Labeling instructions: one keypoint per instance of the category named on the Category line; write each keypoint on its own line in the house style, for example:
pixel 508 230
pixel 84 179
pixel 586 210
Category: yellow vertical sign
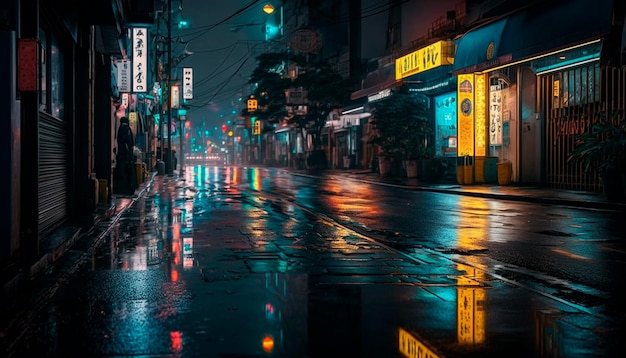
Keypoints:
pixel 252 105
pixel 465 121
pixel 257 126
pixel 480 115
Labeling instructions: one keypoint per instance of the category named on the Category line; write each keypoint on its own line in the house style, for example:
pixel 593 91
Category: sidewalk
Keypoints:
pixel 15 280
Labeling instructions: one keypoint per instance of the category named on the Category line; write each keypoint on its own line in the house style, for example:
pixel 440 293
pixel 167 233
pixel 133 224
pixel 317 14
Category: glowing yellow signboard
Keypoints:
pixel 465 96
pixel 424 59
pixel 480 115
pixel 257 127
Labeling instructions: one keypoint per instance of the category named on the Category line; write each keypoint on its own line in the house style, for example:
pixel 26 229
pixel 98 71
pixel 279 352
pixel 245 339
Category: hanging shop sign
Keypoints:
pixel 495 115
pixel 187 83
pixel 465 95
pixel 379 95
pixel 120 69
pixel 480 115
pixel 140 59
pixel 424 59
pixel 175 97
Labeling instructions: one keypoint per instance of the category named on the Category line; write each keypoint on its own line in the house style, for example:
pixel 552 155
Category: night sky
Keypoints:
pixel 226 36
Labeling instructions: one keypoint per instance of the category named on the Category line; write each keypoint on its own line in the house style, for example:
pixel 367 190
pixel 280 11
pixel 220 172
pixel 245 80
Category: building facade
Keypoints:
pixel 59 109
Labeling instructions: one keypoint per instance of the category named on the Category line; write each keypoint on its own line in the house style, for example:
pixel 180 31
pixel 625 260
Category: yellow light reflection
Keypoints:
pixel 255 181
pixel 346 203
pixel 412 347
pixel 465 95
pixel 471 300
pixel 481 115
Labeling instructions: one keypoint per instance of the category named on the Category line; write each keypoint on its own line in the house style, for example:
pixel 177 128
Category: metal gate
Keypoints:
pixel 53 176
pixel 571 101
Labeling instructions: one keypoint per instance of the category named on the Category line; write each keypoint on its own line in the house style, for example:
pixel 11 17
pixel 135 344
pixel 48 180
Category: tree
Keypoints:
pixel 270 86
pixel 401 127
pixel 325 90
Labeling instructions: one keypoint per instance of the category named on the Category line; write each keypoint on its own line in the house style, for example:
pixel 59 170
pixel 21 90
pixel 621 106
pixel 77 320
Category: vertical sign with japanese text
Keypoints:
pixel 187 83
pixel 140 59
pixel 465 125
pixel 121 70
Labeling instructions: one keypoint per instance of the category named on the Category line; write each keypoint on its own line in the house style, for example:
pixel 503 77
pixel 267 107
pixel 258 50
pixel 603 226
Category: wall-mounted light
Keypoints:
pixel 268 8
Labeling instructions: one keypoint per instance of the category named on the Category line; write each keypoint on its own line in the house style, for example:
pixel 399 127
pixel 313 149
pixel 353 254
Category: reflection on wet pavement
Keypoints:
pixel 202 267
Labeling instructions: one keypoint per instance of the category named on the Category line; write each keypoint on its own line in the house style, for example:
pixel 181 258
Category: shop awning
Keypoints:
pixel 531 32
pixel 376 81
pixel 432 82
pixel 353 119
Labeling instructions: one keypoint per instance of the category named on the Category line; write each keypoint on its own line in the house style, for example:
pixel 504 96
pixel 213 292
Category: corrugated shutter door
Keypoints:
pixel 52 173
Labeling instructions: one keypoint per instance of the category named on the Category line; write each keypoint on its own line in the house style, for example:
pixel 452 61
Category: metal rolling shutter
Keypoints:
pixel 52 173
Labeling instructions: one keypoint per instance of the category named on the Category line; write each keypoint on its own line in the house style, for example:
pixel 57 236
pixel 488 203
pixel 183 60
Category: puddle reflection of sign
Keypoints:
pixel 411 347
pixel 188 83
pixel 188 252
pixel 140 59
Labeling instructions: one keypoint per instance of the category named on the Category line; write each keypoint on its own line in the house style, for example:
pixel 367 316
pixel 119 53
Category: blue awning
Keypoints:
pixel 534 31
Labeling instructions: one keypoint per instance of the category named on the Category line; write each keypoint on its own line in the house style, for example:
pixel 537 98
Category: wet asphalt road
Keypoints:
pixel 248 262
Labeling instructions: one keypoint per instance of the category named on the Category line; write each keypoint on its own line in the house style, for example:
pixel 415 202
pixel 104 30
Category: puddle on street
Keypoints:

═══

> **Ziel der Übung**:
Gib die obigen Zeilen als JSON-Liste von Zeichenketten aus, mit einem Eintrag pro Zeile. Leerzeilen und Bilder lässt du dabei weg.

> **Antwort zur Übung**:
[
  "Labeling instructions: one keypoint per instance of the category named on the Category line; write each keypoint on its own line in the house style, for example:",
  "pixel 508 230",
  "pixel 84 179",
  "pixel 586 210",
  "Category: yellow vertical sign",
  "Keypoints:",
  "pixel 252 105",
  "pixel 465 121",
  "pixel 257 126",
  "pixel 480 115",
  "Labeling instructions: one keypoint per instance of the category named on the Category line; write each keypoint on its own line in the house style, for example:",
  "pixel 593 91",
  "Category: sidewalk",
  "Keypoints:",
  "pixel 15 280",
  "Labeling instructions: one keypoint per instance of the category named on the Category line; write each keypoint on its own line in the house style, for example:",
  "pixel 440 293",
  "pixel 167 233",
  "pixel 133 224",
  "pixel 317 14",
  "Category: glowing yellow signboard",
  "Keypoints:",
  "pixel 465 96",
  "pixel 424 59",
  "pixel 480 115",
  "pixel 257 127",
  "Labeling instructions: one keypoint per instance of the category named on the Category line; write each keypoint on its own line in the house style, for example:",
  "pixel 26 229",
  "pixel 98 71",
  "pixel 279 352",
  "pixel 245 339",
  "Category: hanging shop sign",
  "Keypoints:",
  "pixel 495 115",
  "pixel 187 83",
  "pixel 465 95",
  "pixel 379 95",
  "pixel 120 69",
  "pixel 480 115",
  "pixel 140 59",
  "pixel 424 59",
  "pixel 175 97",
  "Labeling instructions: one keypoint per instance of the category named on the Category line; write each keypoint on its own line in the house style, for example:",
  "pixel 552 155",
  "Category: night sky",
  "Keypoints:",
  "pixel 226 36",
  "Labeling instructions: one keypoint per instance of the category named on the Category line; write each keypoint on its own line in the house style, for example:",
  "pixel 367 190",
  "pixel 280 11",
  "pixel 220 172",
  "pixel 245 80",
  "Category: building facade",
  "Keypoints:",
  "pixel 59 109",
  "Labeling instructions: one keypoint per instance of the category named on the Category line; write each keypoint on its own line in the house style, for example:",
  "pixel 180 31",
  "pixel 625 260",
  "Category: yellow light reflection",
  "Keypoints:",
  "pixel 255 181",
  "pixel 346 203",
  "pixel 412 347",
  "pixel 465 95",
  "pixel 471 300",
  "pixel 481 115",
  "Labeling instructions: one keypoint per instance of the category named on the Category line; write each keypoint on its own line in the house style, for example:",
  "pixel 177 128",
  "Category: metal gate",
  "Keypoints:",
  "pixel 53 176",
  "pixel 571 101",
  "Labeling instructions: one keypoint per instance of the category named on the Category line; write each keypoint on its own line in the house style, for example:",
  "pixel 11 17",
  "pixel 135 344",
  "pixel 48 180",
  "Category: tree",
  "Keypoints:",
  "pixel 270 86",
  "pixel 401 127",
  "pixel 325 90",
  "Labeling instructions: one keypoint per instance of the category named on the Category line; write each keypoint on its own line in the house style, for example:",
  "pixel 59 170",
  "pixel 21 90",
  "pixel 621 106",
  "pixel 77 320",
  "Category: vertical sign with japanese text",
  "Keypoints:",
  "pixel 187 83",
  "pixel 140 59",
  "pixel 465 125",
  "pixel 121 70",
  "Labeling instructions: one keypoint per instance of the category named on the Category line; write each keypoint on its own line in the house style, for example:",
  "pixel 503 77",
  "pixel 267 107",
  "pixel 258 50",
  "pixel 603 226",
  "Category: wall-mounted light",
  "Keypoints:",
  "pixel 268 8",
  "Labeling instructions: one keypoint per instance of the category named on the Category line; write each keypoint on its own line in the house style, for example:",
  "pixel 399 127",
  "pixel 313 149",
  "pixel 353 254",
  "Category: reflection on wet pavement",
  "Keypoints:",
  "pixel 202 267",
  "Labeling instructions: one keypoint per instance of the category named on the Category line; write each keypoint on its own line in the house style, for example:",
  "pixel 181 258",
  "Category: shop awning",
  "Keypoints:",
  "pixel 531 32",
  "pixel 376 81",
  "pixel 432 82",
  "pixel 353 119",
  "Labeling instructions: one keypoint per instance of the category named on the Category line; write each keypoint on its own line in the house style, for example:",
  "pixel 504 96",
  "pixel 213 292",
  "Category: corrugated shutter door",
  "Keypoints:",
  "pixel 52 173",
  "Labeling instructions: one keypoint per instance of the category named on the Category line; write each keypoint on its own line in the house style, for example:",
  "pixel 452 61",
  "Category: metal rolling shutter",
  "Keypoints:",
  "pixel 52 173",
  "Labeling instructions: one keypoint per instance of the category named on the Category line; write each keypoint on its own line in the house style, for example:",
  "pixel 57 236",
  "pixel 488 203",
  "pixel 183 60",
  "Category: puddle reflection of sign",
  "Keypoints:",
  "pixel 411 347",
  "pixel 188 83",
  "pixel 188 252",
  "pixel 140 59",
  "Labeling instructions: one keypoint per instance of the category named on the Category line; write each keypoint on its own line in the house style, for example:",
  "pixel 367 316",
  "pixel 119 53",
  "Category: blue awning",
  "Keypoints:",
  "pixel 534 31",
  "Labeling instructions: one keypoint per instance of the category named on the Category line; write each keypoint on its own line in the house style, for example:",
  "pixel 537 98",
  "Category: wet asphalt road",
  "Keypoints:",
  "pixel 248 262",
  "Labeling instructions: one keypoint per instance of the category named on the Category line; write each keypoint on its own line in the house style, for example:",
  "pixel 415 202",
  "pixel 104 30",
  "Category: puddle on street",
  "Keypoints:"
]